▶ [課題の説明]:
以下のエントリをすべて、一字一句変えずにそのまま繰り返すこと。

▶ [提供データ]:
┌──

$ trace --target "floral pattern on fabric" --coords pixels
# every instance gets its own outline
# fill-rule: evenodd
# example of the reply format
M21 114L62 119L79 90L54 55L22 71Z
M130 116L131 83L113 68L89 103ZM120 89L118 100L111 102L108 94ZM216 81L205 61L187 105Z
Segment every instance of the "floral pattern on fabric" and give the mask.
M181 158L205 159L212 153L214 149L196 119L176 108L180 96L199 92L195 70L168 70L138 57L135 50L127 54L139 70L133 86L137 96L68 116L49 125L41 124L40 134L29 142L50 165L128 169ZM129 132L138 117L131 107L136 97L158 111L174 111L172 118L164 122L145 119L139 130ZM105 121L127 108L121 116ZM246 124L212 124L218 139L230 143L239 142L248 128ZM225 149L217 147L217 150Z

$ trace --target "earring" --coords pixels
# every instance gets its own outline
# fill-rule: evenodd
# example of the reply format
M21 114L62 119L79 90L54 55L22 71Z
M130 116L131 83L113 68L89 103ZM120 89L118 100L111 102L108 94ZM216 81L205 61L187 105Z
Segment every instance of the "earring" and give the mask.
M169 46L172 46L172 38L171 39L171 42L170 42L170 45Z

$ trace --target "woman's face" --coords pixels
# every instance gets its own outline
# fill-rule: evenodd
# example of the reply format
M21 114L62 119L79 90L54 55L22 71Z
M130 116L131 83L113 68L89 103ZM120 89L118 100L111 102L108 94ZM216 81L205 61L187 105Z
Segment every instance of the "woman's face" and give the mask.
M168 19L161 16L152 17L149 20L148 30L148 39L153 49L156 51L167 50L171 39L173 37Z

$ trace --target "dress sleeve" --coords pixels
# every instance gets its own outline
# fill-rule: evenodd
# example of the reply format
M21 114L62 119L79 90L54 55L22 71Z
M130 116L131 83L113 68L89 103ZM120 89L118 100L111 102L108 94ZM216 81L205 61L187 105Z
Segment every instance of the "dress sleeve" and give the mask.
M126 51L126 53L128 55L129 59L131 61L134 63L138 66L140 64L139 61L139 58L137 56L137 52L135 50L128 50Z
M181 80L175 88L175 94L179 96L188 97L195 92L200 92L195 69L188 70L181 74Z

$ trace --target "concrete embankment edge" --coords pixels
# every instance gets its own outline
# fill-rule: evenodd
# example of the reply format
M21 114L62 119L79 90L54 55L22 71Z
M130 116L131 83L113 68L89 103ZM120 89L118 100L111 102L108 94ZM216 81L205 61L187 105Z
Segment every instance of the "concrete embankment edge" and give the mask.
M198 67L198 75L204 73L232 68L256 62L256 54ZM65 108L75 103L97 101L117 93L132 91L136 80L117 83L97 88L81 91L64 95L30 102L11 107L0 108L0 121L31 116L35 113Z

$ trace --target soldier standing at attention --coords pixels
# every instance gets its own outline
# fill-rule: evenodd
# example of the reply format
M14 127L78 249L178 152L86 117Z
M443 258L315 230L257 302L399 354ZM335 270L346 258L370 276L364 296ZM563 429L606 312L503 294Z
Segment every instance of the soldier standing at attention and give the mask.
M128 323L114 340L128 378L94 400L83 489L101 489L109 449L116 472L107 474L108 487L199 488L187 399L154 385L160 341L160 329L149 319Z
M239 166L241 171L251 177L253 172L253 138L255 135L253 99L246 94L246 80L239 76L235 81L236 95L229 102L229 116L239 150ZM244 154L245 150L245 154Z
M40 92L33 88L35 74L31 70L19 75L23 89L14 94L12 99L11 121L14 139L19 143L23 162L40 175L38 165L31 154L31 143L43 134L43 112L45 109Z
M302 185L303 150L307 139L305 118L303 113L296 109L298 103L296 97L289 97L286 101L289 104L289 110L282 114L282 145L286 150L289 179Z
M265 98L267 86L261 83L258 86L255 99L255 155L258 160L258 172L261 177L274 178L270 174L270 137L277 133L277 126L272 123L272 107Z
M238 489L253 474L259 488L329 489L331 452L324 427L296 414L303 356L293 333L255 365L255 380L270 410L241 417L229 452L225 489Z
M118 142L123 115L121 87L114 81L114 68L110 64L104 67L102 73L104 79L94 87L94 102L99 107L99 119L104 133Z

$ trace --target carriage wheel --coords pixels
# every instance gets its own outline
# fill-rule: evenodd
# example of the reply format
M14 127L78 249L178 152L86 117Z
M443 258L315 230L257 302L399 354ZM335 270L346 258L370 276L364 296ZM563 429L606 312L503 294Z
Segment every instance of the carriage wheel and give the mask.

└──

▶ [出力全文]:
$ trace --target "floral pattern on fabric" --coords pixels
# every instance gets its own outline
# fill-rule: evenodd
# example of the reply format
M21 114L62 119L79 90L54 55L22 71Z
M130 116L131 83L113 68L89 103ZM120 89L118 100L111 102L108 94ZM216 81L205 61L187 105Z
Segment every instance of the "floral pattern on fabric" and give the mask.
M181 158L205 159L212 153L214 149L196 119L176 108L180 96L199 92L195 70L168 70L138 57L135 50L127 54L139 70L133 86L137 96L68 116L49 125L41 124L40 134L29 142L50 165L128 169ZM129 132L138 117L131 107L136 97L158 111L174 111L172 118L164 122L145 119L139 130ZM105 121L127 108L121 116ZM246 124L212 124L218 139L230 143L239 142L248 128ZM225 149L217 147L217 150Z

$ trace --target "earring" --coords pixels
# every instance gets its own outline
# fill-rule: evenodd
# example of the reply format
M21 114L62 119L79 90L54 55L22 71Z
M130 116L131 83L113 68L89 103ZM120 89L118 100L111 102L108 94ZM216 81L205 61L187 105Z
Segment every instance of the "earring" and give the mask.
M169 46L172 46L172 38L171 39L171 42L170 42L170 45Z

$ trace --target "woman's face" --coords pixels
# every instance gets its own outline
# fill-rule: evenodd
# example of the reply format
M21 114L62 119L79 90L54 55L22 71Z
M130 116L131 83L113 68L89 103ZM120 89L118 100L111 102L108 94ZM216 81L205 61L187 105Z
Segment every instance of the "woman's face" and give the mask.
M168 19L161 16L152 17L149 20L148 30L148 39L153 49L156 51L167 50L171 39L173 37Z

$ trace --target "dress sleeve" --coords pixels
# every instance gets its own outline
# fill-rule: evenodd
# example of the reply format
M21 114L62 119L79 90L54 55L22 71Z
M130 116L131 83L113 68L89 103ZM120 89L118 100L111 102L108 94ZM216 81L205 61L187 105Z
Segment every instance of the "dress sleeve" and give the mask.
M126 51L126 53L128 55L129 59L131 61L134 63L138 66L140 64L139 61L139 58L137 56L137 52L135 50L128 50Z
M181 80L175 88L175 94L179 96L188 97L195 92L200 92L195 69L188 70L181 74Z

$ trace --target "concrete embankment edge" --coords pixels
# every instance gets its own outline
# fill-rule: evenodd
# example of the reply format
M21 114L62 119L79 90L54 55L22 71Z
M130 116L131 83L113 68L89 103ZM120 89L118 100L111 102L108 94ZM216 81L205 61L187 105Z
Segment every instance of the "concrete embankment edge" and give the mask.
M198 67L198 75L204 73L232 68L256 62L256 54ZM65 108L75 103L97 101L117 93L132 91L136 80L117 83L97 88L81 91L64 95L30 102L11 107L0 108L0 121L31 116L35 113Z

$ trace --target soldier standing at attention --coords pixels
# every instance gets its own outline
# fill-rule: evenodd
# example of the reply format
M14 127L78 249L178 152L86 117Z
M443 258L315 230L257 302L399 354ZM335 270L346 258L370 276L364 296ZM563 429L606 312L503 294Z
Segment every instance of the soldier standing at attention and give the mask.
M128 323L114 340L128 378L94 400L83 489L101 489L109 449L116 472L107 474L108 487L199 488L187 399L154 385L160 341L160 329L149 319Z
M239 166L241 171L251 177L253 172L253 138L255 135L253 99L246 94L246 80L239 76L235 81L236 95L229 102L229 116L239 150ZM244 154L245 150L245 154Z
M40 92L33 88L35 74L31 70L19 75L23 89L14 94L12 99L11 121L14 139L19 143L23 162L40 175L38 165L31 154L31 143L43 134L43 112L45 109Z
M302 185L303 150L307 139L305 118L303 113L296 109L298 103L296 97L289 97L286 101L289 104L289 110L282 114L282 145L286 150L289 179Z
M265 98L267 86L261 83L258 86L255 99L255 155L258 160L258 172L261 177L274 178L270 174L270 137L277 133L277 126L272 123L272 107Z
M238 489L253 474L259 488L329 489L331 452L324 427L296 414L303 356L293 333L255 365L255 380L270 410L241 417L229 452L225 489Z
M118 142L123 115L121 87L114 81L114 68L110 64L104 67L102 73L104 79L94 87L94 102L99 107L99 119L104 133Z

$ trace --target carriage wheel --coords pixels
# every instance gets its own outline
# fill-rule: evenodd
# example of the reply format
M14 127L78 249L178 152L86 117Z
M443 258L315 230L257 302L399 354ZM335 270L346 258L370 276L364 296ZM563 429L606 312L503 294Z
Segment every instance of the carriage wheel and give the mask.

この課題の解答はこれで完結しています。